Who will stop Netanyahu and Barak?

With the coming of autumn, doubts return. In another month, after the holidays, clouds will blanket the sky, and make it difficult for spy satellites and planes to see what is afoot down below. Whoever entertains the thought that an attack on Iran would deflect attention away from the Palestinian issue will have to wait until the skies clear again in April.

Netanyahu & Barak’s conspiracy

At first glance, the scenario seems deluded: Why would Israel, which is enveloped in the most severe strategic isolation it has faced since 1967, decide to engage in a war that would be liable to set the whole Middle East aflame? Yet the anticipated diplomatic stalemate, compounded by the sense of a thickening siege, could potentially prod the prime minister and the defense minister into seeking their own political resurrection in Iran. Anyone who has heard the description given by former Mossad chief Meir Dagan, regarding the intense responses stirred by the Iranian issue in recent years, can imagine that this scenario is not so far-fetched.

This would be the rationale: During the coming winter, centrifuges in Iran will produce close to a ton of enriched uranium, and Iran will relay this uranium product to its underground vault at Qom. There, beneath layers of stone, it would be very hard for an airstrike to derail the production process.

Until recently, Netanyahu and Barak’s rashness has been blocked by a wall of stiff opposition put up by the security apparatus. An “iron triangle” of Dagan, IDF Chief of Staff Gabi Ashkenazi and Shin Bet head Yuval Diskin stood steadfast, and opposed schemes to attack Iran. This opposition was joined by others in the inner cabinet – Dan Merido, Moshe Ya’alon, Benny Begin and even Avigdor Lieberman. During a moment of frustration caused by his inability to recruit support in the IDF for such an attack, Barak scolded officers in the General Staff, saying that with “such a caliber of officers, Israel would never have won the Six Day War.”

_Using the information_
[a] According to the article on a possible attack on Iran, who made up the "iron triangle" that opposed such an attack?
[b] Quote the stretch of the article on a possible attack on Iran from "At first glance, the" through "not so far-fetched.".
[c] Using the article on a possible attack on Iran, explain why anyone thinking of such an attack would have to wait until April.
The data is separate material with no connection to the article on a possible attack on Iran.

_Stored data_
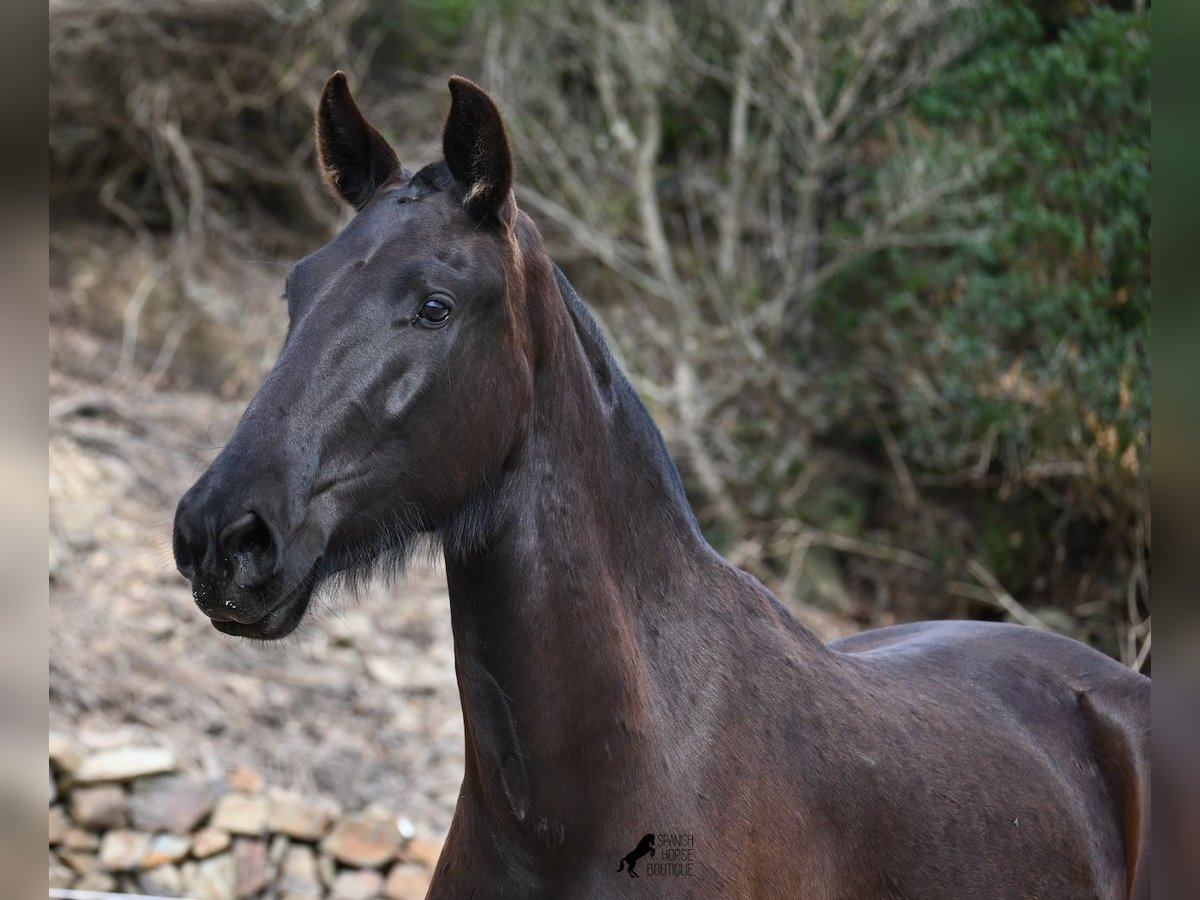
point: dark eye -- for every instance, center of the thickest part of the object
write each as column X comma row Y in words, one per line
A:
column 436, row 310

_Responses to the exercise_
[a] Meir Dagan, IDF Chief of Staff Gabi Ashkenazi and Shin Bet head Yuval Diskin.

[b]
At first glance, the scenario seems deluded: Why would Israel, which is enveloped in the most severe strategic isolation it has faced since 1967, decide to engage in a war that would be liable to set the whole Middle East aflame? Yet the anticipated diplomatic stalemate, compounded by the sense of a thickening siege, could potentially prod the prime minister and the defense minister into seeking their own political resurrection in Iran. Anyone who has heard the description given by former Mossad chief Meir Dagan, regarding the intense responses stirred by the Iranian issue in recent years, can imagine that this scenario is not so far-fetched.

[c] After the holidays, clouds will blanket the sky. They will make it difficult for spy satellites and planes to see what is happening below, so an attack would have to wait until the skies clear again in April.